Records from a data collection
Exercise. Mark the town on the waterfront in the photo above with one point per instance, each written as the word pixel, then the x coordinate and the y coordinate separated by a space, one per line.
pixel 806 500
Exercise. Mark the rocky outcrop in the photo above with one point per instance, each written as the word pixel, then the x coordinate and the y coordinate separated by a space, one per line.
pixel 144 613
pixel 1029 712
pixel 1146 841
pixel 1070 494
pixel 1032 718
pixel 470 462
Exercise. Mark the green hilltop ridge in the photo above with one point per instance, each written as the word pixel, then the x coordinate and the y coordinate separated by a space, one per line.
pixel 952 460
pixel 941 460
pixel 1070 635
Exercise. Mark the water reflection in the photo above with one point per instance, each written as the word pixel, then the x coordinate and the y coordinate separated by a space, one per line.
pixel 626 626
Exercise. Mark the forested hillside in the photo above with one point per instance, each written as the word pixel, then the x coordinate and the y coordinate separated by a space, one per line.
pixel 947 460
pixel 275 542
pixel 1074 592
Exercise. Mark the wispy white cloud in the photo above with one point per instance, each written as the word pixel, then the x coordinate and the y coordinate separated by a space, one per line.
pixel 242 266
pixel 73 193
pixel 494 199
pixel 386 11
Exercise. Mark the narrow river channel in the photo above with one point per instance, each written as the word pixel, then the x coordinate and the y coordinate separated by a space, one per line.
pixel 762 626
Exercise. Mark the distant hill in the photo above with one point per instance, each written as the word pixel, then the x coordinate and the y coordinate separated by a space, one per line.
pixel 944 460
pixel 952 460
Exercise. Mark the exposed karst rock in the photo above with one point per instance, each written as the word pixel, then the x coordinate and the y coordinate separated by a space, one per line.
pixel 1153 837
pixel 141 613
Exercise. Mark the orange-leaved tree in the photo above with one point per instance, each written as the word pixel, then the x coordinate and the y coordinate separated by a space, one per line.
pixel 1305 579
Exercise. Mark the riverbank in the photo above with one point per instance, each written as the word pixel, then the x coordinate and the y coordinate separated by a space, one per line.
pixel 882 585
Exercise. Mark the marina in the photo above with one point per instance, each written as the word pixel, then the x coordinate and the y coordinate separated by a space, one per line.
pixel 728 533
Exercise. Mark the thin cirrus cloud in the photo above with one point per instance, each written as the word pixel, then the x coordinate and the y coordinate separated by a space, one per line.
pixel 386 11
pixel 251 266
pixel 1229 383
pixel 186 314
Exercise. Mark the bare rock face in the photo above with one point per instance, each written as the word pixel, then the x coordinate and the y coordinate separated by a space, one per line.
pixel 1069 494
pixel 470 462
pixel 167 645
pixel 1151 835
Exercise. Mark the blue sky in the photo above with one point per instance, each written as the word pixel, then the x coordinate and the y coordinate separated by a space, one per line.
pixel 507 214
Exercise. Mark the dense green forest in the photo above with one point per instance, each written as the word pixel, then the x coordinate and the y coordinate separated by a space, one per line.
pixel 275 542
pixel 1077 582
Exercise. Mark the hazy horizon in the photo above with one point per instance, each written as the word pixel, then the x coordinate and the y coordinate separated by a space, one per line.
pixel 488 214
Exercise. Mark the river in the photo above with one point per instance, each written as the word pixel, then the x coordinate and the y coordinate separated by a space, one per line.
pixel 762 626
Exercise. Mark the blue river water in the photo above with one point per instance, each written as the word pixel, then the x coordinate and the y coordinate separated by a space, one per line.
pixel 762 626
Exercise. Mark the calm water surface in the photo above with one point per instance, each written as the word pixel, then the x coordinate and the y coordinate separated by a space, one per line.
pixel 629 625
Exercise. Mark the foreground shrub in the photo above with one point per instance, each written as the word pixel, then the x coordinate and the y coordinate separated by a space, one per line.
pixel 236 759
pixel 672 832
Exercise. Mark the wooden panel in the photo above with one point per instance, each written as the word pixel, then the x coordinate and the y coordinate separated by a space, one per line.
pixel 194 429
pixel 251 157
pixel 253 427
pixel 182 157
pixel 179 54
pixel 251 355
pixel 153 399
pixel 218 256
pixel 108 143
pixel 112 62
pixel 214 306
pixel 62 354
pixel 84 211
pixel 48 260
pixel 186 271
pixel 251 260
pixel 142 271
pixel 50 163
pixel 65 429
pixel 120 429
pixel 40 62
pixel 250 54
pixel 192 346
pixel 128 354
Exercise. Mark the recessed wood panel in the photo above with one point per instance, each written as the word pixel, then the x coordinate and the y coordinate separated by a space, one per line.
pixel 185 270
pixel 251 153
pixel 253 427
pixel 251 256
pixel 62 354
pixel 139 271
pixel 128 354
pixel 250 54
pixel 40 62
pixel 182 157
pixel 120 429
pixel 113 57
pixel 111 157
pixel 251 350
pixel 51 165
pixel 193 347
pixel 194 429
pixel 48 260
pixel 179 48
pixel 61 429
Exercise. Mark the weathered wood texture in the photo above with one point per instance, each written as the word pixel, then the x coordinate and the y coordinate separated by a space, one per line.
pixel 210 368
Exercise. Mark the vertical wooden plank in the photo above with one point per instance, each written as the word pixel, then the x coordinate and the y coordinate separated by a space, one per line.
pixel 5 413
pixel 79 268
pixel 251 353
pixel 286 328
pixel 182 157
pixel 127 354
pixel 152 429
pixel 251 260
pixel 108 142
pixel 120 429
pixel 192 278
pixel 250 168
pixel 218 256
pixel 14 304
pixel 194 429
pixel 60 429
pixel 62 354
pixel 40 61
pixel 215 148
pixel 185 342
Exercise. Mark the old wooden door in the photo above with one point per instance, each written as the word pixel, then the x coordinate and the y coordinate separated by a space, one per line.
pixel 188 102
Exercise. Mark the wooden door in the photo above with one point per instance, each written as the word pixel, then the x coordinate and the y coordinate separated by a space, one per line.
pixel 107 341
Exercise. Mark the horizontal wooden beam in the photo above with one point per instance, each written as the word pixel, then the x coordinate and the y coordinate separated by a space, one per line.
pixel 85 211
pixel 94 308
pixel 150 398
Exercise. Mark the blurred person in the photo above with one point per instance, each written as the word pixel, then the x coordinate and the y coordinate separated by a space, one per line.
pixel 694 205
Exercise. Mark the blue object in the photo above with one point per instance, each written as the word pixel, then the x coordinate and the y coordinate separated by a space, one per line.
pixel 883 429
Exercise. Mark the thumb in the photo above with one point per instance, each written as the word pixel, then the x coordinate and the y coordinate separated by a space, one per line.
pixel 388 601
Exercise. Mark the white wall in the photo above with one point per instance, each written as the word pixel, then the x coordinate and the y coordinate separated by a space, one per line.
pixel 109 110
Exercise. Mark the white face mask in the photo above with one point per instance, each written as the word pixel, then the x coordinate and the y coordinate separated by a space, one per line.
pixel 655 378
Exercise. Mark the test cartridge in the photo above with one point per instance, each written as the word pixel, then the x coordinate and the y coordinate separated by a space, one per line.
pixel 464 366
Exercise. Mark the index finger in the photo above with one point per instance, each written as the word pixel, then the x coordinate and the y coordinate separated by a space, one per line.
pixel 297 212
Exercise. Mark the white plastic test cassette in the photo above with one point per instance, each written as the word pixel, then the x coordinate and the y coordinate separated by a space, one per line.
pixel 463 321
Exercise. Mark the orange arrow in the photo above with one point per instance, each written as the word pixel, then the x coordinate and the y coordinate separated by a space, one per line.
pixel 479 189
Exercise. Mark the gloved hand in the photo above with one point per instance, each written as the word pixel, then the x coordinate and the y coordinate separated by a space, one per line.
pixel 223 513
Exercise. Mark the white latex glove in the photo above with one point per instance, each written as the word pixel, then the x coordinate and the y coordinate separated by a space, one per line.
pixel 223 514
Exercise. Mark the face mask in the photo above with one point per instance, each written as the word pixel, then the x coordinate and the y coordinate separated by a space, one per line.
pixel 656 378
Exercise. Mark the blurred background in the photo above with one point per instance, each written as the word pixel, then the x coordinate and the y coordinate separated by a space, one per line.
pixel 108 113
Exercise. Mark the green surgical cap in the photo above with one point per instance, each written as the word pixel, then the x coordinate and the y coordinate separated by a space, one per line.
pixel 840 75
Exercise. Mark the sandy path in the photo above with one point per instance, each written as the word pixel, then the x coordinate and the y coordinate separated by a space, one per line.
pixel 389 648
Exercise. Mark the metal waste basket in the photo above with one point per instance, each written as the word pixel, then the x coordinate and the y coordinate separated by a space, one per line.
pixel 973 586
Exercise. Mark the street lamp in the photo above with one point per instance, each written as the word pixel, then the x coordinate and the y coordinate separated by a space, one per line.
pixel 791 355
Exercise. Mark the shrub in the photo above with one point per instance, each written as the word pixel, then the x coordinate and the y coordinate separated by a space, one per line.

> [Exercise goal]: Copy out the records between the line holding "Exercise. Mark the bare" and the line holding "pixel 1151 835", inclusive, putting "exposed cliff" in place of "bare rock face" and keeping all else the same.

> [Right answer]:
Exercise. Mark the exposed cliff in the photo above with one point per instance, each written as the word pixel, then the x coordinate and the y coordinate separated by a space, one per line.
pixel 1069 494
pixel 470 462
pixel 167 645
pixel 1151 835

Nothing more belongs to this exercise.